BSQ: EXPLORING BIT-LEVEL SPARSITY FOR MIXED-PRECISION NEURAL NETWORK QUANTIZATION

Abstract

Mixed-precision quantization can potentially achieve the optimal tradeoff between performance and compression rate of deep neural networks, and thus, have been widely investigated. However, it lacks a systematic method to determine the exact quantization scheme. Previous methods either examine only a small manuallydesigned search space or utilize a cumbersome neural architecture search to explore the vast search space. These approaches cannot lead to an optimal quantization scheme efficiently. This work proposes bit-level sparsity quantization (BSQ) to tackle the mixed-precision quantization from a new angle of inducing bit-level sparsity. We consider each bit of quantized weights as an independent trainable variable and introduce a differentiable bit-sparsity regularizer. BSQ can induce all-zero bits across a group of weight elements and realize the dynamic precision reduction, leading to a mixed-precision quantization scheme of the original model. Our method enables the exploration of the full mixed-precision space with a single gradient-based optimization process, with only one hyperparameter to tradeoff the performance and compression. BSQ achieves both higher accuracy and higher bit reduction on various model architectures on the CIFAR-10 and ImageNet datasets comparing to previous methods.
::::::::
_Directions:_ According to the BSQ abstract, how does the method treat each bit of the quantized weights?

_Collected material:_
::::::::
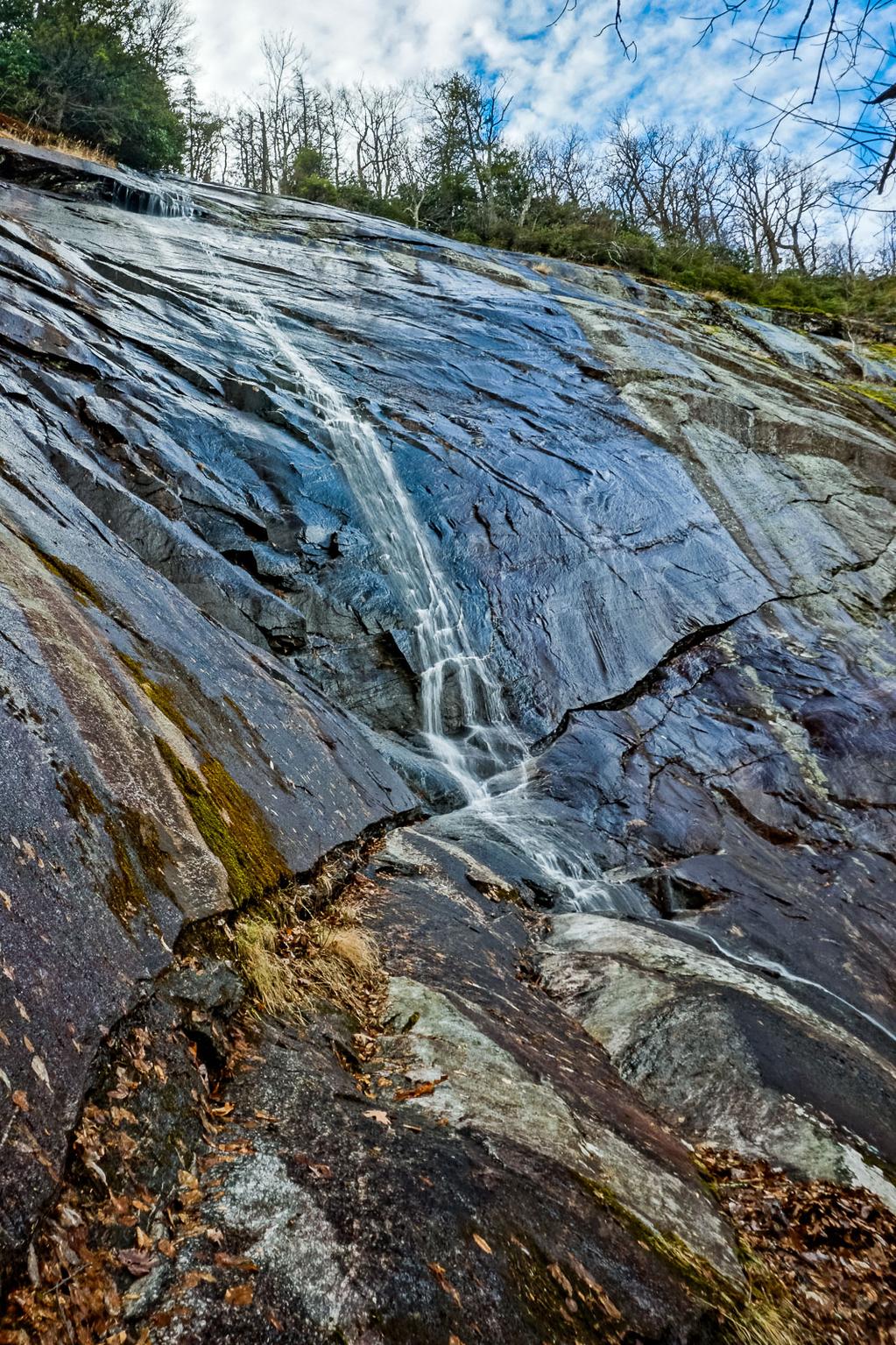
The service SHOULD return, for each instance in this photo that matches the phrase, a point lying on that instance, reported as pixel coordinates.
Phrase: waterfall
(489, 761)
(441, 643)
::::::::
_Output of the task:_ Each bit is treated as an independent trainable variable.